Detection examples
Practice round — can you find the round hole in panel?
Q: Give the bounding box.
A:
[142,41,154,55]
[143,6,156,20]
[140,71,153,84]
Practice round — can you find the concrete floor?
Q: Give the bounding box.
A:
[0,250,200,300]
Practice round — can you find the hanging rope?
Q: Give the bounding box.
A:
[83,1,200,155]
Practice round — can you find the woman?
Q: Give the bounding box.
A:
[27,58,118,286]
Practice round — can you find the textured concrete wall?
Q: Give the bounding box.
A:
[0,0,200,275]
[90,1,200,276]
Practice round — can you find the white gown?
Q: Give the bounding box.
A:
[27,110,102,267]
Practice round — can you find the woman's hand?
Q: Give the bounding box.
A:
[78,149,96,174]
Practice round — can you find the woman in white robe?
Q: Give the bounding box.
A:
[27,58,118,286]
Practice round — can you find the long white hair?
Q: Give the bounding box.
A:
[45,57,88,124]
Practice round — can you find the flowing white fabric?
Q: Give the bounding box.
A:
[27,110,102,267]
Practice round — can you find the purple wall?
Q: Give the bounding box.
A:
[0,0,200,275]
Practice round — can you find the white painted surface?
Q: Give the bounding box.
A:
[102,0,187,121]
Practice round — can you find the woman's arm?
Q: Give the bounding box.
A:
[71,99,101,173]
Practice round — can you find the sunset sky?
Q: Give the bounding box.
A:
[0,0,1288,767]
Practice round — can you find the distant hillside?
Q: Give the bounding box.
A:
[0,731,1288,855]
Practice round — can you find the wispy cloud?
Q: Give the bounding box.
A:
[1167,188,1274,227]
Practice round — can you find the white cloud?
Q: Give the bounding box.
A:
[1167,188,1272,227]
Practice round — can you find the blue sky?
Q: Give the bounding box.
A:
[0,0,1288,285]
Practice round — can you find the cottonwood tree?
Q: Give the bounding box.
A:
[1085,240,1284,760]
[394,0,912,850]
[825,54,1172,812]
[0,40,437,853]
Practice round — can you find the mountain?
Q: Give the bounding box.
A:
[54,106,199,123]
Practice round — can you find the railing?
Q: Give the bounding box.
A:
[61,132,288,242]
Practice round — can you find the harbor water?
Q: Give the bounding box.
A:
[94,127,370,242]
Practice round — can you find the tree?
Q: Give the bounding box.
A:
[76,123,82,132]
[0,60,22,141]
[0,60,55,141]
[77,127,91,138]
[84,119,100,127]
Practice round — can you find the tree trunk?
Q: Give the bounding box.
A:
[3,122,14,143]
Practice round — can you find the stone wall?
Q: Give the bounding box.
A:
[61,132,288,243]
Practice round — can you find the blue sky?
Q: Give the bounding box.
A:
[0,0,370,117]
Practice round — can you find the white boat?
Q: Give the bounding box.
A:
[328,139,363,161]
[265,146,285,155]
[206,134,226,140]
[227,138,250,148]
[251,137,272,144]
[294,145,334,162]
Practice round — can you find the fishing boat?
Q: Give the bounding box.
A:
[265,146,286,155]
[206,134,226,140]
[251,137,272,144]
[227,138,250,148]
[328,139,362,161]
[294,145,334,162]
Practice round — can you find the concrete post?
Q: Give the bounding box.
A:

▶ [Problem details]: Format every line of the records above as a JSON list of strings, with one string per line and blank lines left out.

▶ [Solution to this exercise]:
[
  "Practice round — can you find the round hole in panel?",
  "Q: Give the bounding box.",
  "A:",
  "[142,41,154,55]",
  "[143,6,156,20]",
  "[140,71,153,84]",
  "Practice round — can you find the concrete floor?",
  "Q: Give the bounding box.",
  "A:",
  "[0,250,200,300]",
  "Practice round — can you find the hanging rope?",
  "Q: Give the bounding box.",
  "A:",
  "[83,1,200,155]",
  "Practice round — can you find the woman?",
  "Q: Give the bounding box.",
  "A:",
  "[27,58,118,286]",
  "Practice round — can you find the textured concrete wall?",
  "Q: Give the bounding box.",
  "A:",
  "[0,0,200,275]",
  "[90,1,200,276]",
  "Practice round — can you find the white gown?",
  "Q: Give the bounding box.",
  "A:",
  "[27,110,102,267]",
  "Practice round — can you find the woman's hand?",
  "Q: Give the bounding box.",
  "A:",
  "[78,149,96,174]",
  "Practice round — can you find the woman in white robe?",
  "Q: Give the bounding box.",
  "A:",
  "[27,58,118,286]",
  "Practice round — can you find the long white hair?",
  "Q: Give the bounding box.",
  "A:",
  "[45,57,88,124]",
  "Practice round — can you find the flowing white fabric?",
  "Q: Give the bounding box.",
  "A:",
  "[27,110,102,267]",
  "Practice round — can you find the purple wall?",
  "Q: Give the bounding box.",
  "A:",
  "[0,0,200,275]",
  "Practice round — can you find the white painted surface?",
  "Q: Give the bounding box.",
  "A:",
  "[102,0,187,121]",
  "Practice round — can you find the woman's arm?",
  "Q: Give the bounding box.",
  "A:",
  "[71,99,101,173]",
  "Practice round — can you find the sunset sky?",
  "Q: Give the bounding box.",
  "A:",
  "[0,0,1288,767]",
  "Practice round — can you find the distant hillside?",
  "Q: Give the bounding box.",
  "A:",
  "[0,731,1288,855]",
  "Practice round — can you find the wispy cloud?",
  "Q: Give the bounding box.",
  "A:",
  "[1167,188,1274,227]",
  "Practice round — can you find the white cloud?",
  "Q: Give the bounding box.",
  "A:",
  "[1167,188,1272,227]",
  "Practice round — can you find the blue sky?",
  "Q: Give the bounding box.",
  "A:",
  "[0,0,1288,285]",
  "Practice round — can you find the cottonwood tree?",
  "Q: Give the bounding box.",
  "A:",
  "[1085,240,1284,760]",
  "[394,0,912,850]",
  "[825,54,1172,812]",
  "[0,40,437,853]",
  "Practice round — can you find the mountain?",
  "Q: Give the bounding box.",
  "A:",
  "[54,106,199,123]",
  "Practice round — can you find the railing?",
  "Q: Give the bounding box.",
  "A:",
  "[61,132,288,242]",
  "Practice round — can you find the harbor water?",
  "Q: Give the bounding box.",
  "A:",
  "[94,127,370,242]",
  "Practice round — can you find the tree?",
  "Q: Give the bounding box.",
  "A:",
  "[76,123,82,132]",
  "[0,60,22,141]",
  "[0,60,55,141]",
  "[77,127,91,138]",
  "[84,119,100,127]",
  "Practice round — can you find the tree trunk?",
  "Q: Give the bounding box.",
  "A:",
  "[3,122,14,143]",
  "Practice round — can you find the stone wall?",
  "Q: Give the bounding box.",
  "A:",
  "[61,132,288,243]",
  "Practice round — can you find the blue sky?",
  "Q: Give the bounding box.",
  "A:",
  "[0,0,370,117]",
  "Practice round — can you find the white boat?",
  "Q: Give the bounding box.",
  "A:",
  "[328,139,363,161]",
  "[265,146,285,155]",
  "[206,134,226,140]",
  "[227,138,250,148]",
  "[251,137,272,144]",
  "[294,145,334,162]",
  "Practice round — can you find the fishing boat?",
  "Q: Give the bounding box.",
  "A:",
  "[265,146,286,155]",
  "[206,134,226,140]",
  "[251,137,272,144]",
  "[227,138,250,148]",
  "[328,139,362,161]",
  "[294,145,334,162]",
  "Practice round — can you find the concrete post?",
  "Q: Give the bounding box.",
  "A:"
]